What the task requires:
Write out the data below exactly, from its first line down to and including the line that reads "[0,0,600,215]". Leave the pictures out.

Given records:
↓
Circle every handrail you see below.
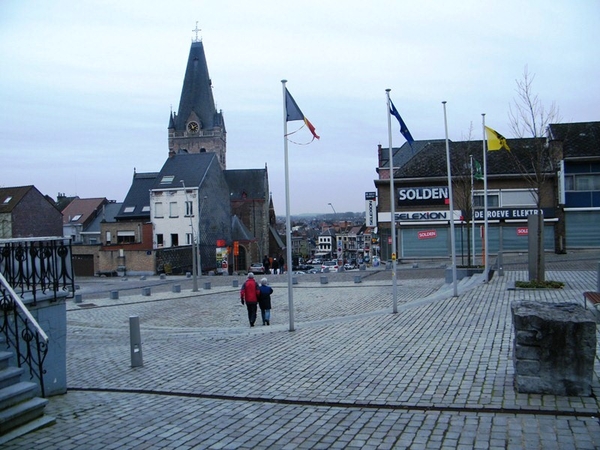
[0,273,49,344]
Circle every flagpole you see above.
[481,113,489,282]
[385,89,398,314]
[471,155,477,266]
[281,80,294,331]
[442,101,458,297]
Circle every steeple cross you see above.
[192,21,202,42]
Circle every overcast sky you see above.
[0,0,600,215]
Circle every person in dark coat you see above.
[271,258,279,275]
[258,278,273,325]
[240,272,260,327]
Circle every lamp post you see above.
[180,180,198,292]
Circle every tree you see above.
[508,66,560,282]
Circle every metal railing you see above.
[0,237,75,396]
[0,237,75,305]
[0,273,48,397]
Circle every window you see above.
[160,175,175,184]
[117,230,135,244]
[154,202,165,219]
[473,194,500,208]
[185,201,194,217]
[169,202,179,217]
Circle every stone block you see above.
[511,301,596,396]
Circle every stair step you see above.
[0,416,56,447]
[0,381,37,411]
[0,397,48,436]
[0,366,24,388]
[0,351,14,370]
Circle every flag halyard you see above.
[390,99,415,147]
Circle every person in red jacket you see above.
[240,272,260,327]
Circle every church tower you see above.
[169,32,227,170]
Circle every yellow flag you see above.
[485,127,510,152]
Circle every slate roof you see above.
[115,172,158,220]
[154,152,220,190]
[62,198,108,225]
[223,168,268,201]
[169,41,224,131]
[0,186,34,214]
[84,202,123,233]
[549,122,600,160]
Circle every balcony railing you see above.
[0,238,75,396]
[0,238,75,305]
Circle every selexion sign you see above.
[397,186,449,205]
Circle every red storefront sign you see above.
[417,230,437,239]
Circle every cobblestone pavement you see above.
[2,252,600,449]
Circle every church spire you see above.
[168,29,226,169]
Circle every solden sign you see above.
[396,186,450,205]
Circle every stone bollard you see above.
[129,316,144,367]
[511,301,596,396]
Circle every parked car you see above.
[248,263,265,275]
[321,261,340,272]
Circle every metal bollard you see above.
[129,316,144,367]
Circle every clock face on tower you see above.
[188,122,199,133]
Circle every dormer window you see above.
[160,175,175,184]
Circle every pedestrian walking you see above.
[258,278,273,325]
[240,272,260,327]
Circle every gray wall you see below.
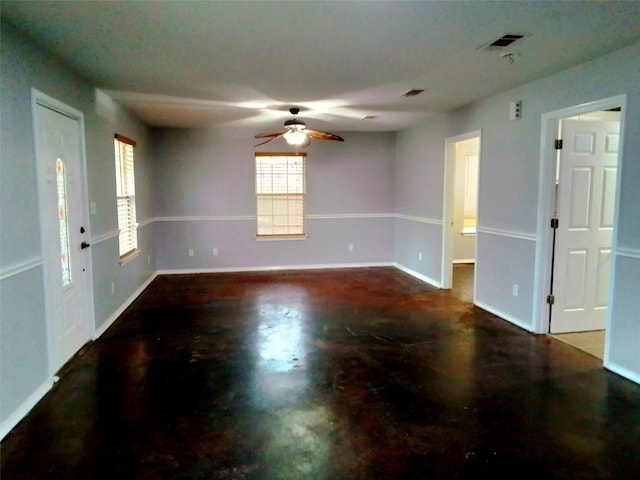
[153,129,395,271]
[0,21,155,434]
[395,45,640,381]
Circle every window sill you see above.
[120,249,140,266]
[256,235,307,242]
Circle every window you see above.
[114,134,138,259]
[256,153,306,237]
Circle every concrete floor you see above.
[0,268,640,480]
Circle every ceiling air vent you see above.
[402,88,424,97]
[487,33,524,50]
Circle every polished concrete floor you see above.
[552,330,605,360]
[0,268,640,480]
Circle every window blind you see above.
[114,135,138,258]
[255,153,306,237]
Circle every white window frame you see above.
[255,152,306,240]
[114,134,138,262]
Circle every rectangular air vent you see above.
[402,88,424,97]
[485,33,524,50]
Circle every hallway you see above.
[0,268,640,480]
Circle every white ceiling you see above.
[1,0,640,133]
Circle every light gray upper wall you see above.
[396,45,640,240]
[395,44,640,381]
[0,21,89,267]
[0,19,155,431]
[153,129,395,217]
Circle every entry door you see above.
[36,105,89,372]
[550,120,620,333]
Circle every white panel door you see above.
[36,105,89,372]
[550,120,620,333]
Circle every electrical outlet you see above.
[509,100,522,120]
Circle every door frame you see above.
[533,95,627,338]
[440,130,482,290]
[31,88,95,378]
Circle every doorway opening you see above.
[442,131,481,296]
[537,97,624,360]
[32,90,93,377]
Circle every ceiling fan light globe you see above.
[284,130,308,145]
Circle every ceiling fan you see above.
[254,108,344,147]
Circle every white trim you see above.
[440,130,482,288]
[0,257,44,281]
[93,272,158,340]
[0,377,53,440]
[255,235,308,242]
[306,213,396,220]
[474,300,536,333]
[393,263,442,288]
[477,227,537,242]
[614,247,640,260]
[604,362,640,384]
[91,229,120,244]
[532,95,627,333]
[395,213,442,225]
[154,215,256,222]
[452,258,476,264]
[155,213,396,225]
[158,262,395,275]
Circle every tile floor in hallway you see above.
[0,268,640,480]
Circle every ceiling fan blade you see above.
[253,132,285,138]
[304,129,344,142]
[253,133,284,148]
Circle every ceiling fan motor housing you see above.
[284,118,307,127]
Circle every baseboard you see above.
[393,263,442,288]
[158,262,395,275]
[0,378,53,440]
[93,271,158,340]
[604,362,640,384]
[474,300,537,334]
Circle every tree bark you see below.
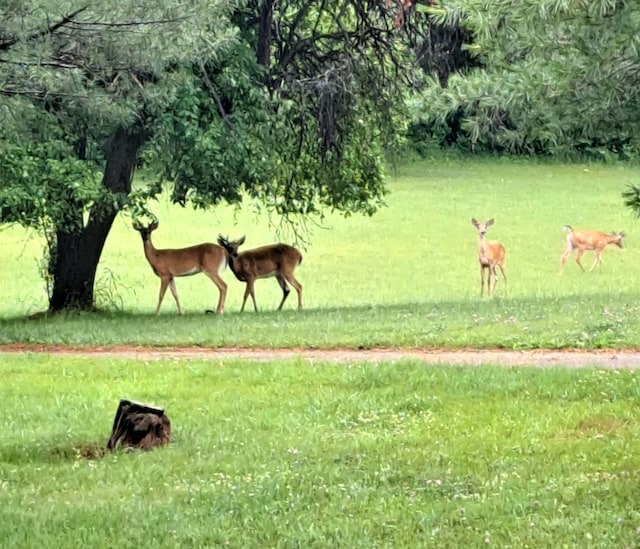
[257,0,274,68]
[49,125,147,312]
↑
Task response:
Circle every handrail you see below.
[0,273,49,344]
Circle every flagpole you see above.
[481,113,489,282]
[385,89,398,314]
[471,155,477,266]
[281,80,294,331]
[442,101,458,297]
Circle every steeple cross you see above.
[192,21,202,42]
Circle every overcast sky you see above.
[0,0,600,215]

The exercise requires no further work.